The expected response is a copy of every line in the entries below that includes the word "windshield".

(MATERIAL SHOWN)

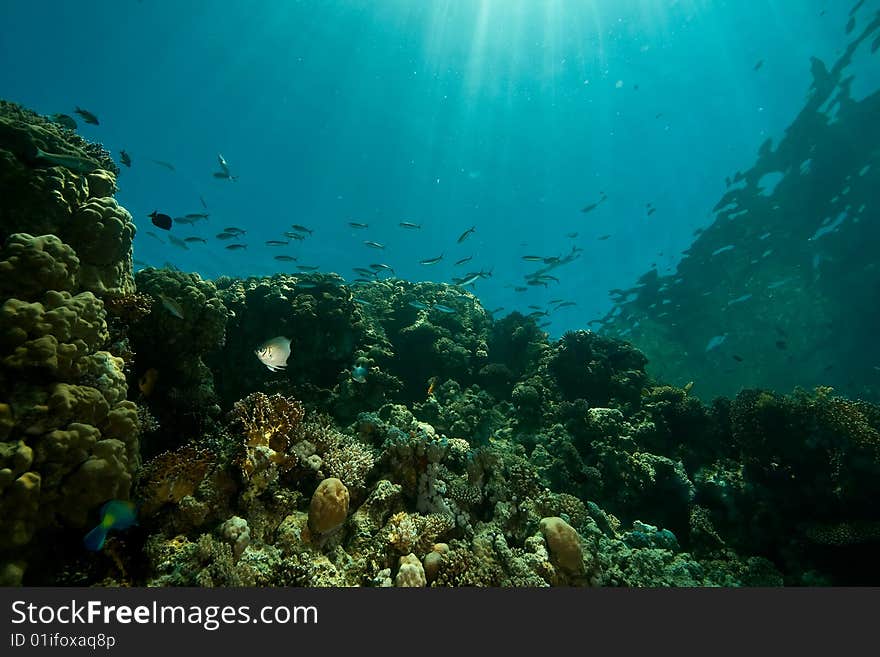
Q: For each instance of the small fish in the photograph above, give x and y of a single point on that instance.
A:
(274, 353)
(65, 120)
(171, 305)
(115, 514)
(160, 220)
(466, 234)
(359, 373)
(147, 381)
(162, 163)
(179, 243)
(86, 115)
(593, 206)
(72, 162)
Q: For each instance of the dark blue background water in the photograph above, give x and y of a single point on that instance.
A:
(503, 114)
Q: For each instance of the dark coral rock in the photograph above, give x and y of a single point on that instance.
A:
(598, 369)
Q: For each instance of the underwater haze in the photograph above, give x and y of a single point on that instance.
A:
(510, 116)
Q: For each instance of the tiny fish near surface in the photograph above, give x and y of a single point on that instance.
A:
(274, 353)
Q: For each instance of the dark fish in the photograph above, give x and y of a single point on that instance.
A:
(162, 221)
(87, 116)
(466, 234)
(65, 120)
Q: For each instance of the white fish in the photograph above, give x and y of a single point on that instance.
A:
(172, 306)
(274, 353)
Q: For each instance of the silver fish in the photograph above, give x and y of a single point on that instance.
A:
(274, 353)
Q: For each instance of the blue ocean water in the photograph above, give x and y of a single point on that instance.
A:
(506, 115)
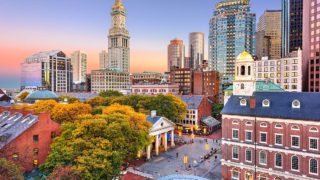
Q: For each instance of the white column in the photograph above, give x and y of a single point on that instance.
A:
(172, 138)
(165, 141)
(157, 144)
(148, 152)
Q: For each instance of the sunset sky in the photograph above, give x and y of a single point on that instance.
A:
(30, 26)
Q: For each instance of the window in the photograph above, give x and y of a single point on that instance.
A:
(263, 137)
(295, 141)
(235, 152)
(263, 158)
(278, 139)
(235, 134)
(278, 160)
(313, 166)
(248, 155)
(248, 135)
(35, 138)
(295, 163)
(313, 143)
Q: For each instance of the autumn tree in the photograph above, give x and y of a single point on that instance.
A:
(69, 112)
(9, 170)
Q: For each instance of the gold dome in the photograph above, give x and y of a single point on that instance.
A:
(245, 56)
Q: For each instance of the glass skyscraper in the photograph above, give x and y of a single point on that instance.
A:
(232, 31)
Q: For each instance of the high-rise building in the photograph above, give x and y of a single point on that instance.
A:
(268, 36)
(50, 70)
(311, 43)
(196, 49)
(292, 21)
(103, 59)
(79, 66)
(232, 30)
(176, 53)
(118, 40)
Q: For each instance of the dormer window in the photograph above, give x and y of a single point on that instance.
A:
(243, 102)
(266, 103)
(296, 104)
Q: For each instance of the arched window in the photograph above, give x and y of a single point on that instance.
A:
(278, 160)
(313, 166)
(243, 70)
(295, 163)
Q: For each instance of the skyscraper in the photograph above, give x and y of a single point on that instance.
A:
(292, 21)
(268, 36)
(232, 30)
(79, 65)
(196, 49)
(51, 70)
(119, 51)
(103, 59)
(176, 52)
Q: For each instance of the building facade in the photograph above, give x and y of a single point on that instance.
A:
(268, 36)
(51, 70)
(311, 43)
(79, 66)
(103, 80)
(119, 40)
(286, 72)
(103, 59)
(155, 89)
(176, 53)
(196, 49)
(292, 23)
(232, 30)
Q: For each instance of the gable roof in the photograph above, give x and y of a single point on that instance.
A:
(280, 106)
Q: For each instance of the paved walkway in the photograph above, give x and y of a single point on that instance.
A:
(168, 163)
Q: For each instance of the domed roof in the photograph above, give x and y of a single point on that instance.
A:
(42, 95)
(245, 56)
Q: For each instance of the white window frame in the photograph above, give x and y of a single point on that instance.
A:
(317, 143)
(296, 170)
(292, 141)
(246, 135)
(275, 139)
(266, 138)
(238, 134)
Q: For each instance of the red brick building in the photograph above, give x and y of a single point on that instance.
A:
(26, 138)
(271, 135)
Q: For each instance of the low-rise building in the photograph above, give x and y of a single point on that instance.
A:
(155, 89)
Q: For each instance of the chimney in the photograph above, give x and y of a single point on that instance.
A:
(253, 102)
(153, 113)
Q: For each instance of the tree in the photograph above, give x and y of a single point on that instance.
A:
(110, 93)
(44, 106)
(70, 99)
(216, 111)
(9, 170)
(69, 112)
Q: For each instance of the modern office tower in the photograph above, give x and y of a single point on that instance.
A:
(196, 49)
(50, 70)
(232, 30)
(79, 66)
(103, 59)
(268, 36)
(285, 72)
(176, 52)
(311, 43)
(292, 22)
(118, 40)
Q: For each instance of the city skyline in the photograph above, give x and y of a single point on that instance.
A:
(27, 31)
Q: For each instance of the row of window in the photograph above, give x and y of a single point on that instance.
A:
(278, 161)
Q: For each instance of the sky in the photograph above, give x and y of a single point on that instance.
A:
(30, 26)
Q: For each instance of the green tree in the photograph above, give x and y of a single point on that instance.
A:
(216, 111)
(110, 93)
(9, 170)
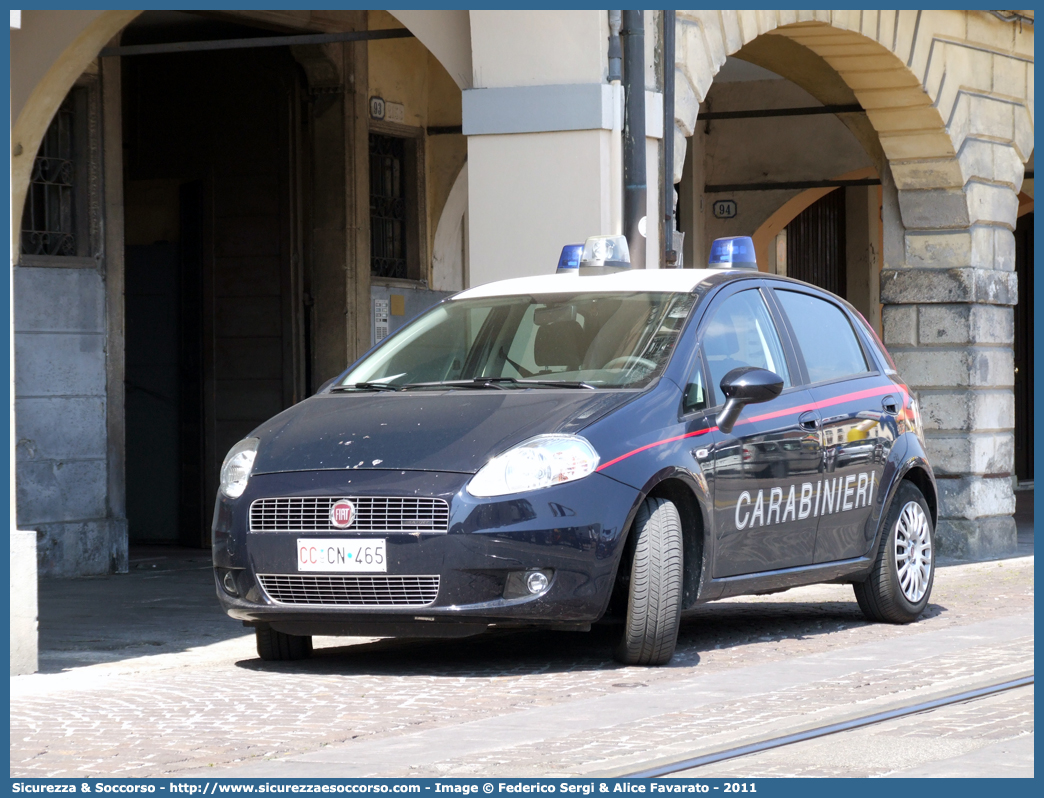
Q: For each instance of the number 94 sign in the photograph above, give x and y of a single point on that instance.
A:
(725, 209)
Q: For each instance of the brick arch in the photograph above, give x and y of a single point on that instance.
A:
(924, 78)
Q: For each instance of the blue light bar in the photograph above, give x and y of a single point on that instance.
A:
(736, 252)
(569, 262)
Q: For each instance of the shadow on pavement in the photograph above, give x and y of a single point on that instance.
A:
(165, 604)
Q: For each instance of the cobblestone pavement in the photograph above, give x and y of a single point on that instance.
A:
(897, 748)
(217, 706)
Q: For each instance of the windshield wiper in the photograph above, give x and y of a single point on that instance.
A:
(555, 383)
(478, 382)
(499, 383)
(365, 386)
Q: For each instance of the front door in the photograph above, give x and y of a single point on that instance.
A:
(763, 469)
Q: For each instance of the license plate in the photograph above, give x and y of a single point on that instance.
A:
(342, 555)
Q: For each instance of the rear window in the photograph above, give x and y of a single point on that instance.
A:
(825, 335)
(878, 345)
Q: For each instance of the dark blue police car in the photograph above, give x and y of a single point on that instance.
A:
(558, 450)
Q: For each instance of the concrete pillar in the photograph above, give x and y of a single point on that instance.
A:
(540, 121)
(23, 602)
(949, 323)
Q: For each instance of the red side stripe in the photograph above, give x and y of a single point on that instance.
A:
(881, 391)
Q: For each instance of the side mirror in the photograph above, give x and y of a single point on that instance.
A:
(742, 386)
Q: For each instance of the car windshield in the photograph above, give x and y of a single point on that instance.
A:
(594, 339)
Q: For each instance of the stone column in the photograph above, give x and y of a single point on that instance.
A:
(949, 323)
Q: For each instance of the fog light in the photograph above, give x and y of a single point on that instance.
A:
(536, 582)
(229, 583)
(522, 584)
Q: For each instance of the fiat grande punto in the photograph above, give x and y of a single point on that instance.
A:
(554, 451)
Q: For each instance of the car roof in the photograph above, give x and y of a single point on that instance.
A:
(673, 280)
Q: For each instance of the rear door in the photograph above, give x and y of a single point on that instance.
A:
(763, 470)
(857, 404)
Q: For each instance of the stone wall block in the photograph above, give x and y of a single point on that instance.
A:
(1003, 250)
(991, 161)
(977, 453)
(53, 428)
(967, 409)
(55, 365)
(975, 540)
(933, 209)
(943, 250)
(921, 174)
(60, 300)
(991, 368)
(925, 368)
(1024, 126)
(965, 324)
(993, 248)
(697, 65)
(972, 497)
(81, 548)
(900, 325)
(52, 491)
(990, 118)
(989, 203)
(900, 286)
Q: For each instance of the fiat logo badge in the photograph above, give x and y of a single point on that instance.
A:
(341, 514)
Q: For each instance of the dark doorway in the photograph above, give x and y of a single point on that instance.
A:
(1024, 349)
(210, 154)
(815, 244)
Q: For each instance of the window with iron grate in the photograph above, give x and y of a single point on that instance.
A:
(388, 217)
(56, 216)
(61, 219)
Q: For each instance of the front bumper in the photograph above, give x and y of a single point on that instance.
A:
(574, 531)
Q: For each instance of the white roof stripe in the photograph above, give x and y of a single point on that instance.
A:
(675, 280)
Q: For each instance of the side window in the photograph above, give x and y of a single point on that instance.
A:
(825, 335)
(741, 333)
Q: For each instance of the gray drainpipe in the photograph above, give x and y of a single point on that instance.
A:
(635, 203)
(669, 255)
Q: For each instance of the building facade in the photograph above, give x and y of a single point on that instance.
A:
(204, 234)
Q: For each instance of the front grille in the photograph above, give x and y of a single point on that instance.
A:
(351, 591)
(372, 514)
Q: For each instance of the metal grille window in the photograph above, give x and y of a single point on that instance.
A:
(48, 221)
(387, 206)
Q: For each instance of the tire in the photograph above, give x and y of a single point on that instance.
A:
(655, 590)
(274, 647)
(892, 594)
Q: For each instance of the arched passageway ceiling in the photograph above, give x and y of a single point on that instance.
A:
(447, 34)
(803, 67)
(51, 50)
(926, 79)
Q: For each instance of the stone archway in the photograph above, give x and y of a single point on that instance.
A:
(949, 95)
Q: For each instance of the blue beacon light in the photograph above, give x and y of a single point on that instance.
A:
(569, 262)
(736, 252)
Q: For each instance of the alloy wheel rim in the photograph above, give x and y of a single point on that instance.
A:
(912, 552)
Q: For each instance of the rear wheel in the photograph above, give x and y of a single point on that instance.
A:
(899, 586)
(275, 646)
(655, 589)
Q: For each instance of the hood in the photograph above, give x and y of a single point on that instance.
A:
(452, 430)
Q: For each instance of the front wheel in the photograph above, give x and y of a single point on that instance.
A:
(275, 646)
(899, 586)
(655, 590)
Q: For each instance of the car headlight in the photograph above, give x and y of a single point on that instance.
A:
(540, 462)
(237, 466)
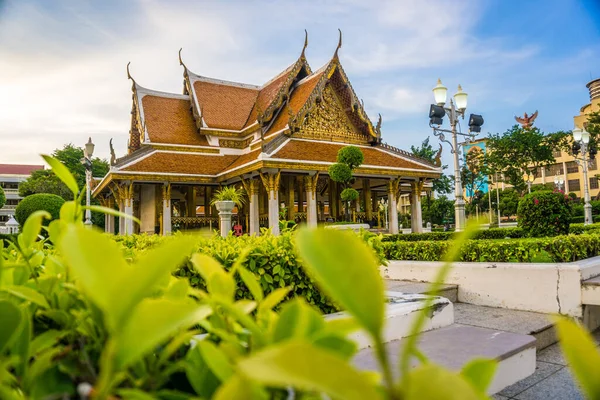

(End MATERIAL SHOWN)

- **WRITTEN RESPONSE**:
Q: For each instance of the windshield wiper in the photograph above, give x and y of a single point on that instance.
Q: For each instance of the car windshield in the photograph above, give x and y of a single point on that instance.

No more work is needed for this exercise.